_Natural language region descriptions_:
┌──
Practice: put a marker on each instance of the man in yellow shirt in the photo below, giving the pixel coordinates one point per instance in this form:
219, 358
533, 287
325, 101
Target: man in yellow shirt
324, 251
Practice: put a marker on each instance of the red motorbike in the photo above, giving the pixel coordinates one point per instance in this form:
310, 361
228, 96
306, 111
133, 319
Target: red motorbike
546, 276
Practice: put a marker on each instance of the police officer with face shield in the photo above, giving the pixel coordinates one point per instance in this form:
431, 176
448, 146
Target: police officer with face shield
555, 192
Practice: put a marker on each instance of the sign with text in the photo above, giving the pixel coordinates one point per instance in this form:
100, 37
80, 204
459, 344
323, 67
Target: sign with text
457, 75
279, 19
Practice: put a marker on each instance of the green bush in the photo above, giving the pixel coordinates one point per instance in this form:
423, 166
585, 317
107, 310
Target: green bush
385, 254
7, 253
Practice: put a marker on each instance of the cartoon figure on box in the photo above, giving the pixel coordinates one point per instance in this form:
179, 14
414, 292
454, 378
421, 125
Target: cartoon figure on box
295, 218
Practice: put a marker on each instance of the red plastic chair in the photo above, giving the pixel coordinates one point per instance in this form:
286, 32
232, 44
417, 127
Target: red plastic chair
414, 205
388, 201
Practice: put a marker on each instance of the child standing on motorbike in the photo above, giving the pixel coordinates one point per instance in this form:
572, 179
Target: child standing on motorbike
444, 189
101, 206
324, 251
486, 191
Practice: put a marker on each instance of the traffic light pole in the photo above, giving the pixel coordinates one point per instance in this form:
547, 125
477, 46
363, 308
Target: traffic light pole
└──
_What needs to be done_:
Could you please repeat the data exactly as given?

_Written response_:
Practice: put a marker on each instance of the man in yellow shirt in the photo below, giving the pixel coordinates one point per instance in this form:
219, 358
533, 287
325, 101
Target: man in yellow shirt
324, 251
Practice: put a marker on each instance of the red motorbike in the photo above, giving the pixel coordinates one point per instance in this form:
310, 361
228, 96
306, 111
133, 319
Target: red motorbike
546, 276
Practice: put a marker on each instance of the police officer with face shield in the photo above, giving the pixel coordinates one point per instance in this form:
431, 176
448, 146
Target: police officer with face shield
555, 192
Practice: put a marker on each instance of the sign with text in the photo above, giving the pixel coordinates one point per instance in this form:
100, 37
80, 204
459, 344
323, 67
Target: sign with text
457, 75
279, 19
Practice: put a marker on each instance of the green bush in the photo above, giving the pixel coordinates one point per instance in this form:
423, 166
585, 317
107, 310
Target: green bush
385, 254
7, 253
Practice: put a marker on each instance of the cartoon figure on box in the photo above, giving the pixel coordinates one point per instance in this form:
179, 14
414, 292
454, 378
421, 125
Target: cartoon figure on box
295, 218
Practice: put a marker on each instance of the red plastic chair in the photo above, giving the pixel coordinates one point per instance in this form:
286, 32
232, 44
417, 127
Target: red plastic chair
414, 205
388, 201
Practice: put a marker on each instance of the child standing on motorbike in the photo above, giving the pixel coordinates one point per instance in this form:
572, 179
Target: child standing on motorbike
444, 189
101, 206
324, 251
486, 191
Practice: put a marker on each instance of the traffic light pole in the photo above, giving the pixel coordinates one point per instance in this form:
547, 125
477, 46
363, 308
Target: traffic light pole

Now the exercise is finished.